WORK REQUIRED:
Can you transcribe every record below exactly as it appears?

SUPPLIED RECORDS:
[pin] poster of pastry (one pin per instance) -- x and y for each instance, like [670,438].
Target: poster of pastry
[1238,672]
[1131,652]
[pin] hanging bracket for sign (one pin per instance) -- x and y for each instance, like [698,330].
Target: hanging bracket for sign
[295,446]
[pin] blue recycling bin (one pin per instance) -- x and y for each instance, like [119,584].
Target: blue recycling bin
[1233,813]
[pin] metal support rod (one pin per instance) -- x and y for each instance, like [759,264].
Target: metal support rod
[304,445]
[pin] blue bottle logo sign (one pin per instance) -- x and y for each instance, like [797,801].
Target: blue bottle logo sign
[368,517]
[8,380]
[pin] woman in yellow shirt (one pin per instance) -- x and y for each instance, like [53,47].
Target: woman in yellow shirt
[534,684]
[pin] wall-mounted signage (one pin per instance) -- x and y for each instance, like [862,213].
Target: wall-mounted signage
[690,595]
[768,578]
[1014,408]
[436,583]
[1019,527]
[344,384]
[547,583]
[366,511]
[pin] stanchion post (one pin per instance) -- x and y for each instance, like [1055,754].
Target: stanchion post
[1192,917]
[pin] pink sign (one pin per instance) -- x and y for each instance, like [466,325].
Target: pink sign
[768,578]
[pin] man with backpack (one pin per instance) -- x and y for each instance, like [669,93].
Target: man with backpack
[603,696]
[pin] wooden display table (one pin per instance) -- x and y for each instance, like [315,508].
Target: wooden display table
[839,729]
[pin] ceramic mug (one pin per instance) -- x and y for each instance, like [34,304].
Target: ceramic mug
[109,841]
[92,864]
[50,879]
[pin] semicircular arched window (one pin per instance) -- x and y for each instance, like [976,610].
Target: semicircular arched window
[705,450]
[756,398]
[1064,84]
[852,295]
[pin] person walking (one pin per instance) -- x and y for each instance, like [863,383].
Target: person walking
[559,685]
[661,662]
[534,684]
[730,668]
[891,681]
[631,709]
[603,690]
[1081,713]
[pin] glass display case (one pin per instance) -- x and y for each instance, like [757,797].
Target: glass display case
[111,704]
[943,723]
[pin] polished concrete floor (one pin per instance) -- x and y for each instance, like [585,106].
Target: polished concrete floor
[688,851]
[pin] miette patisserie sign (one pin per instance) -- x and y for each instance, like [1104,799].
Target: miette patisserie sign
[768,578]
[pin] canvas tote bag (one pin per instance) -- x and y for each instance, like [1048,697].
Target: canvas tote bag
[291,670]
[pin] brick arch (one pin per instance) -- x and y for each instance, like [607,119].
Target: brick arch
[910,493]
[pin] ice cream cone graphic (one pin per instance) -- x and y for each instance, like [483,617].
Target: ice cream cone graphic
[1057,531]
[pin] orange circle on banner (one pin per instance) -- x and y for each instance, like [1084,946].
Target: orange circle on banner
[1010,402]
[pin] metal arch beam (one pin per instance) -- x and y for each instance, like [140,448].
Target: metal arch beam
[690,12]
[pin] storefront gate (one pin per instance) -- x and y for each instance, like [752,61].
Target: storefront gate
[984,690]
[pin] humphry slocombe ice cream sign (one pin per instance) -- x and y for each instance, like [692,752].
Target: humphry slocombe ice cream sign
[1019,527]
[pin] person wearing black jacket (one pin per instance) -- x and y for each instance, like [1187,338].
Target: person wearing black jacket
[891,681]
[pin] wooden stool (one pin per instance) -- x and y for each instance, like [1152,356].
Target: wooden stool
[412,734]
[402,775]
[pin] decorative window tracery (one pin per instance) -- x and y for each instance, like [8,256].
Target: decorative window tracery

EXPECTED ANSWER:
[pin] poster of pastry (one pin per instance) -- x and y for each instance, like [670,438].
Target: poster of pastry
[1238,672]
[1131,652]
[pin] hanging bracket for sign (one pin per instance) -- x and y for each instance, like [698,330].
Target: hanging bracket for sign
[295,446]
[pin] blue recycling bin (one pin per instance) -- x and y for each instance, like [119,584].
Target: blue recycling bin
[1233,813]
[pin] metal support rod (one pin per instance) -- x and y for each instance, like [759,264].
Target: metal support rod
[304,445]
[pin] blue bottle logo sign (one pin per instance) -- x and y for each instance, like [797,801].
Target: blue bottle logo sign
[368,517]
[8,380]
[pin] woman in yellow shirt (one pin per instance) -- x and y for each instance, like [53,47].
Target: woman in yellow shirt
[534,684]
[pin] wall-mounted signage (one pin per instance) -- x and y for each instance, like [862,213].
Target: wall-mounted signage
[690,595]
[768,578]
[1014,408]
[436,583]
[1019,527]
[344,384]
[547,583]
[366,511]
[pin] stanchion post (one pin per instance) -- x and y for each instance, like [1055,754].
Target: stanchion post
[1192,917]
[pin] pink sign (one pin per instance) -- x and y for each instance, like [466,325].
Target: pink sign
[768,578]
[pin] man with backpack (one pin per instance) -- x and y for each instance, like [669,93].
Target: man with backpack
[603,696]
[pin] wooden display table (one pin per instance) -- x and y for each instance, like [315,508].
Target: wooden display table
[839,729]
[pin] ceramic mug (one pin per instance) -- x and y for each instance, like [34,304].
Target: ceramic mug
[109,841]
[92,864]
[50,879]
[pin] semicircular arched window (one pin per instance) -- x and y for each instance, like [976,610].
Target: semicircular arched window
[705,450]
[756,398]
[1064,84]
[852,295]
[pin] person walking (one pin per instance) -- x and y for each instance, like [863,383].
Target: person walking
[559,685]
[661,662]
[534,684]
[730,668]
[891,681]
[631,709]
[603,690]
[1081,713]
[pin] glass display case (one pin per instance) -- x and y for each instance, like [757,797].
Target: glass display case
[111,704]
[943,723]
[pin] polished concrete floor (one pin per instance) -- x and y for each instance, like [585,106].
Target: polished concrete floor
[688,851]
[pin] miette patisserie sign (one pin per instance) -- x and y for each instance, like [1104,799].
Target: miette patisserie sign
[768,578]
[pin] canvas tote bag (one pin per instance) -- x and y for each instance, like [1048,697].
Target: canvas tote bag
[291,670]
[pin] brick arch (one pin per instance) -- x and y for each instance, like [607,119].
Target: brick arch
[910,493]
[pin] ice cream cone graphic (one pin per instance) -- x and y for each instance, like [483,617].
Target: ice cream cone graphic
[1057,531]
[pin] orange circle on banner (one pin per instance) -- x and y for each instance, like [1084,946].
Target: orange circle on banner
[1010,402]
[pin] metal arch beam (one pin per instance) -- x and y for each instance, like [140,448].
Target: metal arch beam
[690,12]
[pin] storefront gate (one pin per instance) -- x and y for each instance, like [752,61].
Target: storefront gate
[984,690]
[pin] humphry slocombe ice cream sign (one pin per instance) -- x and y for each instance, like [692,752].
Target: humphry slocombe ice cream sign
[1019,527]
[pin] person wearing black jacket (one pin per instance) -- x and y for each instance, like [1187,338].
Target: person wearing black jacket
[891,681]
[pin] wooden stool (one pin per instance) -- x and y for each instance, like [1152,356].
Target: wooden stool
[412,734]
[402,775]
[pin] decorative window tracery (one pin per instance) -- x and y for each instance, like [8,256].
Target: decorative window tracery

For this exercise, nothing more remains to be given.